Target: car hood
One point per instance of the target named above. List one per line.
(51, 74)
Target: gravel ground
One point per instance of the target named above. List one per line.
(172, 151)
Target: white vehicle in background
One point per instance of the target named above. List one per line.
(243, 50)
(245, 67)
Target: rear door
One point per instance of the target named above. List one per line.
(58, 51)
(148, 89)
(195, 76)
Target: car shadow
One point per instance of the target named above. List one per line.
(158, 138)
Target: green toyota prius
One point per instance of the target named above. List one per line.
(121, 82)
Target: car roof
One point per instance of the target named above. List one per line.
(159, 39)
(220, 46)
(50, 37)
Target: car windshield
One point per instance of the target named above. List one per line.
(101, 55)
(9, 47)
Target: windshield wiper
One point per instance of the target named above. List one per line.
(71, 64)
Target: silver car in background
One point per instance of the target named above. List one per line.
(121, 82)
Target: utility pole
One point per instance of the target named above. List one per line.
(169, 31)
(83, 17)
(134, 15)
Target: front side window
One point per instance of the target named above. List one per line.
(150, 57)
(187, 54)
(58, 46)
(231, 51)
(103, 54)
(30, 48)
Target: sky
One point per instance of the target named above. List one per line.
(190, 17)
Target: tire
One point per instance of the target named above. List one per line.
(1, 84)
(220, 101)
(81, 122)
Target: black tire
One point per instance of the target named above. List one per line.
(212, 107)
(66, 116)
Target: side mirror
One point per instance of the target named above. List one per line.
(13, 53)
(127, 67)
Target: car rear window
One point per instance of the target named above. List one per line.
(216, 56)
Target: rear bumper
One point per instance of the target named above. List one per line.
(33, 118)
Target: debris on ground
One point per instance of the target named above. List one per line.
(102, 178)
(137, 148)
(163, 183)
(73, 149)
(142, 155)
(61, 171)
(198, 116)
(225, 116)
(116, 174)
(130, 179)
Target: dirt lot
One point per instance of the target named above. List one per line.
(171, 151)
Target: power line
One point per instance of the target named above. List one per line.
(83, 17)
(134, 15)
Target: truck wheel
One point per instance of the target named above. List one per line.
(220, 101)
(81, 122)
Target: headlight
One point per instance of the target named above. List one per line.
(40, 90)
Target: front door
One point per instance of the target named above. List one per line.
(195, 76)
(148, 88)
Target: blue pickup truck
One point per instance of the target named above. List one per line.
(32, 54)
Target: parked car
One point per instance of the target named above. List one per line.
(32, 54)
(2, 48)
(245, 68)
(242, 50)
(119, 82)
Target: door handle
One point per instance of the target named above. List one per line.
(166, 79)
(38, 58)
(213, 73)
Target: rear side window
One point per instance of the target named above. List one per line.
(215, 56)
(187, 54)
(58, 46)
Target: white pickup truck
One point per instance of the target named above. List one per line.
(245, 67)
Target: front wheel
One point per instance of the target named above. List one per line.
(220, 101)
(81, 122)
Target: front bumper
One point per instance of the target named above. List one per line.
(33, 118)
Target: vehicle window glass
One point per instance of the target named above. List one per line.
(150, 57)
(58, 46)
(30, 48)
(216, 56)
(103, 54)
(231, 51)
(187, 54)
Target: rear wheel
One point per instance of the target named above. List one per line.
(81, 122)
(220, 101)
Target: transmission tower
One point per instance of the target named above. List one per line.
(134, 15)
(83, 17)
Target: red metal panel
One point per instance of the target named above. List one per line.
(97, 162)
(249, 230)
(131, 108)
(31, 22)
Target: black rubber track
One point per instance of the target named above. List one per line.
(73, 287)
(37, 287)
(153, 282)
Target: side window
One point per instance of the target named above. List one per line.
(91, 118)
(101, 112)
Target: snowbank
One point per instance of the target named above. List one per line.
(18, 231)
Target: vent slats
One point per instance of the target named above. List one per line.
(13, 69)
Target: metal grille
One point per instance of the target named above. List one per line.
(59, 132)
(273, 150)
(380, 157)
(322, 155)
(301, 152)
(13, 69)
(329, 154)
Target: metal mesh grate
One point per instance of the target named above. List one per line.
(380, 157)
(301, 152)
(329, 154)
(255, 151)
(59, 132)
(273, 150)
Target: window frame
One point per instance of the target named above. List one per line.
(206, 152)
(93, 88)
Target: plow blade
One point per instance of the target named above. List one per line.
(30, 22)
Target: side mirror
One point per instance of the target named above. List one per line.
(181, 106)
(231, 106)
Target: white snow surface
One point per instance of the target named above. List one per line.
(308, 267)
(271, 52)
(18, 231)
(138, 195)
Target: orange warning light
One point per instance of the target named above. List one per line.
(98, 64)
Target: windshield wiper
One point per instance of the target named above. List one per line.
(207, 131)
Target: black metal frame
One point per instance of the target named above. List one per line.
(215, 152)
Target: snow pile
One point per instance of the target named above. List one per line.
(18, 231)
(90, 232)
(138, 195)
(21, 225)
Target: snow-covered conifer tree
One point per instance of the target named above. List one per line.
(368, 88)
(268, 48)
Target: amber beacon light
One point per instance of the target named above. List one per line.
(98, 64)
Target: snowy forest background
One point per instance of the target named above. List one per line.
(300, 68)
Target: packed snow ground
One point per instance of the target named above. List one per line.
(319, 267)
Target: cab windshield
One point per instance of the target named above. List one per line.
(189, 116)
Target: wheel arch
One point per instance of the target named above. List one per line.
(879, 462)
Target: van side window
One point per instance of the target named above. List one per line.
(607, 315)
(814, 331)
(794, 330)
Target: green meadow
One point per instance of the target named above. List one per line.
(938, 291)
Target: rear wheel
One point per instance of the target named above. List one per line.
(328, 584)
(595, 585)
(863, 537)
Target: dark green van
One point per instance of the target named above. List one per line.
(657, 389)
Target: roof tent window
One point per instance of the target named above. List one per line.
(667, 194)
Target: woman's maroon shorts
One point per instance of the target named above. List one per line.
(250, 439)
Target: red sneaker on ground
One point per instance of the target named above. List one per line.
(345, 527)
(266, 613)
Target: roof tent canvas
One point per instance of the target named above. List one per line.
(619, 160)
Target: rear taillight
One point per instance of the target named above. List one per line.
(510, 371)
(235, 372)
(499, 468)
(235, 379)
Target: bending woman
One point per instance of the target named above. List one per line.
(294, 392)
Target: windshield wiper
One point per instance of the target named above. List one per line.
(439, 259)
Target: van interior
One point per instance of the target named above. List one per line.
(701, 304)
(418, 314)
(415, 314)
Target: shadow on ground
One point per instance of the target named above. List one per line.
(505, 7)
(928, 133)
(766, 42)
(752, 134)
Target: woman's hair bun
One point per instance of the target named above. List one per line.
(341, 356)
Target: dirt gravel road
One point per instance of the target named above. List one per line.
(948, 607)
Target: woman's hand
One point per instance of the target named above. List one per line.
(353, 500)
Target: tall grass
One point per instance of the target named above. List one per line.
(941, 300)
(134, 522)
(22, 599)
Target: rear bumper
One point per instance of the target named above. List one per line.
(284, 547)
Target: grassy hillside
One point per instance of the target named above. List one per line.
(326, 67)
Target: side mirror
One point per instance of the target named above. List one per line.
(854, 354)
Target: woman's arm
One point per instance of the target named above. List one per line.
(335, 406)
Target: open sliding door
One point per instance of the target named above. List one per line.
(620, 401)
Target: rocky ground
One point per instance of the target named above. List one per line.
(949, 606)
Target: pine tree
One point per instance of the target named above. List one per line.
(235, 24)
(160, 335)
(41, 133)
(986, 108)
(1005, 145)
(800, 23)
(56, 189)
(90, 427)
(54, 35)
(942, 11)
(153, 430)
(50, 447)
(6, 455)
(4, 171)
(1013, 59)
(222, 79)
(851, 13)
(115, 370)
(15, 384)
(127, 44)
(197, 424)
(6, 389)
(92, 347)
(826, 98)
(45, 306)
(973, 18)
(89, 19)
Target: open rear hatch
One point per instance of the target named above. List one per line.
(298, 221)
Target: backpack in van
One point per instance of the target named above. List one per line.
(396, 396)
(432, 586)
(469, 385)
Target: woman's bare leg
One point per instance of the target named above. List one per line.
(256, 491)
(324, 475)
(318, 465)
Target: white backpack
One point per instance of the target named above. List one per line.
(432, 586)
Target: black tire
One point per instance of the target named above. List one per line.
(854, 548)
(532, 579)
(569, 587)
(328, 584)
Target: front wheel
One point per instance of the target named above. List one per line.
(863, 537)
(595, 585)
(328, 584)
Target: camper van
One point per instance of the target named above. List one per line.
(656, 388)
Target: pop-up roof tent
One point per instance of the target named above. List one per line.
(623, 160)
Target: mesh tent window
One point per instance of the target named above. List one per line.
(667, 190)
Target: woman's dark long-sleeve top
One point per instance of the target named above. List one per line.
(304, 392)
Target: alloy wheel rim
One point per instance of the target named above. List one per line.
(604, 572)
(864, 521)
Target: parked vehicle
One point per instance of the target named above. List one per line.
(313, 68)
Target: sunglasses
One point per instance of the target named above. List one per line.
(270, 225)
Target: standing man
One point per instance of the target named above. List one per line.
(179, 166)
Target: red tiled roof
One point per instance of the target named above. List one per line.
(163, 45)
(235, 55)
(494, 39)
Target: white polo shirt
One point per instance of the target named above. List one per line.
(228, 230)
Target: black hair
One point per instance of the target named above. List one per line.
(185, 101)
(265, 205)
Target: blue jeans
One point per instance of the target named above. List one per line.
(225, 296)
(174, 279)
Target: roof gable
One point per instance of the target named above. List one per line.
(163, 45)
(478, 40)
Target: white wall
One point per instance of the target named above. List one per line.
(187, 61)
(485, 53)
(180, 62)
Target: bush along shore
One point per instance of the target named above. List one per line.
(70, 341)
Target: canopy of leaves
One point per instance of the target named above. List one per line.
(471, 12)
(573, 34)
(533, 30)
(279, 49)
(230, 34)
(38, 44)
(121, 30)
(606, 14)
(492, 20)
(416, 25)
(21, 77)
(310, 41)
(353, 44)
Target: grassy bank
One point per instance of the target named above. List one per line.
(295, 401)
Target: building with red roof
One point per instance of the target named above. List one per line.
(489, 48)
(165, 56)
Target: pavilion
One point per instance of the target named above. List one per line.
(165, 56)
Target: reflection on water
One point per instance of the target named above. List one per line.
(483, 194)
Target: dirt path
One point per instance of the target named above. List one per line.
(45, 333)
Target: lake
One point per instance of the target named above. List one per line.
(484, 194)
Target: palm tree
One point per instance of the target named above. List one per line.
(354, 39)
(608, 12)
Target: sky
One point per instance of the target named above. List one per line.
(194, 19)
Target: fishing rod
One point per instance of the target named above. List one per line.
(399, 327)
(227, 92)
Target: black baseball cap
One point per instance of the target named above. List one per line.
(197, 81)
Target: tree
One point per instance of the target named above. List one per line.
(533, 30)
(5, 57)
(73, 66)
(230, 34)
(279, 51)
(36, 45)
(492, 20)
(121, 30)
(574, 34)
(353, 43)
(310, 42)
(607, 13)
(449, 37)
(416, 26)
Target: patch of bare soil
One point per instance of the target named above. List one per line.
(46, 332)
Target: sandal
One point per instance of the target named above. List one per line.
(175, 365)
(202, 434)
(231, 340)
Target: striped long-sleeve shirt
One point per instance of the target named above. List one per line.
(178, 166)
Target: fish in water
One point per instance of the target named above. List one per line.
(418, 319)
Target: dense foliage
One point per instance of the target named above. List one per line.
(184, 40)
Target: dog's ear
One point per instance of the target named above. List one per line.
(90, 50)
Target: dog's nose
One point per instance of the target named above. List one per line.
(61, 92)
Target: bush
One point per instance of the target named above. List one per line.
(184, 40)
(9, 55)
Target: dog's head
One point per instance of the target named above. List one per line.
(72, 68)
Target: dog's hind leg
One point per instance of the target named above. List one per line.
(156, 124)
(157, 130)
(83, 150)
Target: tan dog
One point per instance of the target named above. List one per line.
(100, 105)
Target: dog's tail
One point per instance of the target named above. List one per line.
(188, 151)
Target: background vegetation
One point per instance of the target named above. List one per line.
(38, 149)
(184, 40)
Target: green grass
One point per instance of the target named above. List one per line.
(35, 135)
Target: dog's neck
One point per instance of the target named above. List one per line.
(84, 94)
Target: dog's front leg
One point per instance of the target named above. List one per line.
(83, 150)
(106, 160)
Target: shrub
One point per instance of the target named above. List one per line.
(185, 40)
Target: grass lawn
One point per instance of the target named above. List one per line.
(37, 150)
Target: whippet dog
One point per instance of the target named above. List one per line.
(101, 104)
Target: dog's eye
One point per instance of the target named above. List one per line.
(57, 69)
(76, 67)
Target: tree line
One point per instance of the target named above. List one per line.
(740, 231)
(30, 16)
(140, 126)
··········
Do this: Starting at the line that contains "Target: background vegetation", print every line through the end of the listing, word for word. Leave out all the rest.

Solution for this exercise:
Target: background vegetation
One point per instance of the target named above. List one per line.
(38, 149)
(184, 40)
Target: green grass
One point per instance of the target named above. List one per line.
(35, 135)
Target: dog's neck
One point per instance of the target named above. List one per line.
(84, 94)
Target: dog's front leg
One point per instance of the target named above. List one per line.
(83, 150)
(106, 160)
Target: shrub
One point per instance of the target named above. List one per line.
(185, 40)
Target: grass lawn
One point per instance of the target named above. List one per line.
(37, 150)
Target: whippet dog
One point per instance of the target named above. List one per line.
(101, 104)
Target: dog's eye
One point per instance of the target named above. List one per line.
(57, 69)
(76, 67)
Target: tree line
One point per instance of the target named above. List one per line.
(740, 231)
(30, 16)
(140, 126)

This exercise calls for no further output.